Stated task a:
In the records, swap "purple" for "violet" across the stretch from the line containing "target | purple flower" through the end of the records. Leave everything else unchanged.

+++ Extract

So far I have encountered no problems (I keep my Debian system pretty
fully loaded with tools I probably never will use ;-).

    Tom> Isn't there a thin layer of lisp in archivist-mode that wraps
    Tom> the CLI?  I would have thought that the CLI changes would
    Tom> have pretty low impact.

In terms of lines of code, yes.  In terms of "now what does _this_ do
_today_", on one occasion I had to resort to source to get a precise
enough answer.  That's wrong.

    Tom> In the CLI?  I would say no, in this sense: some of the
    Tom> specialized "do one thing well" tasks for tla components to
    Tom> handle are providing a comfortable user interface to the
    Tom> core.  Each sub-command has a 1-file CLI processor for just
    Tom> that purpose.  The recent changes are just specializing these
    Tom> CLI processors.

Could this be abstracted a bit more?  My feeling when browsing the tla
sources is that there are starting to be three levels there, not two
(the two are the cmd-* files and the non-cmd-* files).  That is the
cmd-* group is starting to split into "comfortable user interface"

++++++
+++ Records shown

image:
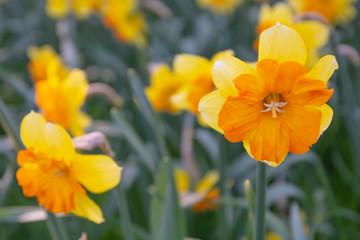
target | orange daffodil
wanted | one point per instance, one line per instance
(314, 33)
(205, 194)
(334, 11)
(277, 107)
(59, 93)
(125, 20)
(80, 8)
(56, 175)
(219, 6)
(60, 101)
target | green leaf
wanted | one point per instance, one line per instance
(166, 217)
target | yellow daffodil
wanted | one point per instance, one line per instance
(81, 8)
(195, 71)
(204, 196)
(334, 11)
(60, 100)
(314, 33)
(273, 236)
(56, 175)
(277, 107)
(164, 84)
(125, 20)
(44, 61)
(219, 6)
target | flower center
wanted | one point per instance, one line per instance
(273, 102)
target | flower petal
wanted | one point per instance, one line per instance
(31, 125)
(237, 118)
(221, 55)
(302, 125)
(309, 92)
(282, 77)
(225, 71)
(209, 108)
(87, 208)
(323, 69)
(326, 116)
(98, 173)
(268, 141)
(251, 88)
(283, 44)
(55, 143)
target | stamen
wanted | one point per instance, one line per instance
(274, 105)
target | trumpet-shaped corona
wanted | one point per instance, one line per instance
(56, 175)
(314, 33)
(277, 107)
(60, 101)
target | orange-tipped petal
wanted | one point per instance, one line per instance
(225, 71)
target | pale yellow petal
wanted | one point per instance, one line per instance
(31, 126)
(314, 33)
(323, 69)
(87, 208)
(98, 173)
(208, 181)
(326, 118)
(182, 180)
(225, 71)
(209, 108)
(221, 55)
(283, 44)
(55, 142)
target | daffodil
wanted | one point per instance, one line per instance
(195, 71)
(164, 84)
(219, 6)
(205, 194)
(334, 11)
(314, 33)
(80, 8)
(125, 20)
(277, 107)
(56, 175)
(60, 100)
(44, 61)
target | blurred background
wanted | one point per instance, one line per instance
(311, 196)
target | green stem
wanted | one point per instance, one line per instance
(56, 228)
(260, 207)
(9, 125)
(123, 207)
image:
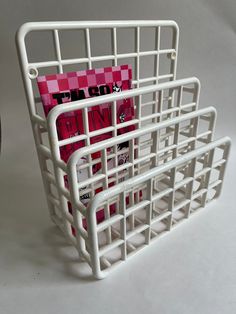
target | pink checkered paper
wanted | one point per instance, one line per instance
(66, 87)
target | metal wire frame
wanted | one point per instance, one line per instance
(179, 88)
(146, 226)
(145, 153)
(30, 71)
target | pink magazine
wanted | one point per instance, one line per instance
(66, 87)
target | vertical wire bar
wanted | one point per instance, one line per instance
(189, 189)
(179, 99)
(138, 100)
(222, 169)
(174, 57)
(114, 44)
(137, 37)
(176, 140)
(156, 68)
(131, 175)
(105, 187)
(205, 184)
(57, 49)
(86, 131)
(149, 211)
(157, 57)
(123, 226)
(171, 197)
(88, 47)
(114, 124)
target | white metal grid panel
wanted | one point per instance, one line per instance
(172, 140)
(174, 191)
(184, 98)
(30, 69)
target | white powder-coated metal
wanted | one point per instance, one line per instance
(171, 169)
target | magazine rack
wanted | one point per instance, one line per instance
(174, 165)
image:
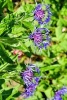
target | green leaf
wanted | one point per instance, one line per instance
(4, 54)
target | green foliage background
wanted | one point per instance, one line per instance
(15, 27)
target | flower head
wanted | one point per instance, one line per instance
(42, 13)
(29, 90)
(60, 93)
(40, 37)
(18, 52)
(28, 74)
(30, 80)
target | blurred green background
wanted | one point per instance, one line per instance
(15, 26)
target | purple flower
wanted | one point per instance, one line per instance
(29, 90)
(40, 37)
(42, 13)
(30, 80)
(27, 76)
(59, 93)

++++++

Stated task b:
Write the next part of the email exchange about the tla command-line interface, picking up right after its last sentence.

Final answer a:
target | violet flower
wanted | one point per instance, one line per instance
(29, 90)
(40, 37)
(42, 13)
(30, 80)
(27, 76)
(59, 93)

Final answer b:
that sometimes does complex things, and "tiny tools interface" where
things are still very straightforward (from the point of view of a
superior UI such as tla itself or archivist-mode).

    Tom>    Many users expressed a desire to run an editor at commit
    Tom> time -- that's not controversial.  I'd be perfectly happy to
    Tom> do nothing at all to tla if a reasonable answer was:

        #!/bin/sh
        $my_editor `tla make-log` ; tla "$@"

    Tom>    walters code pointed out something interesting, though, at
    Tom> least to me.  He pointed out that the ideal behavior of a
    Tom> script that might run the editor for you is to be sensative
    Tom> to the command and options being invoked.

This is true in archivist-mode already, as well.  There are three ways
that the log buffer can be popped up, with slightly different
interactions.

    Tom>    Should having a commit-time editor mean that I can't use
    Tom> `commit -L'?  or should it mean that I have two commands: one
    Tom> to run when I want an editor and one when I don't?  Does it
    Tom> mean that everyone must have a script like walters' that
    Tom> tries to parse the command name and options?

I don't see why such a script shouldn't be distributed with tla.  This
encourages people to fix the script rather than train their fingers to
work around a feature that hasn't been added to tla yet.  Scripts are
text, and can be diffed.  I don't know how to do that with muscle memory.

    Tom> it avoids the drawbacks illustrated by walters' script.

What drawbacks?

    Tom> (b) in general, editors themselves provide no good mechanism
    Tom> for returning such a value.  Looking around at the patterns
    Tom> of other programs that invoke editors -- the interact loop
    Tom> was the only one I saw that addressed this very issue in a
    Tom> reasonable way.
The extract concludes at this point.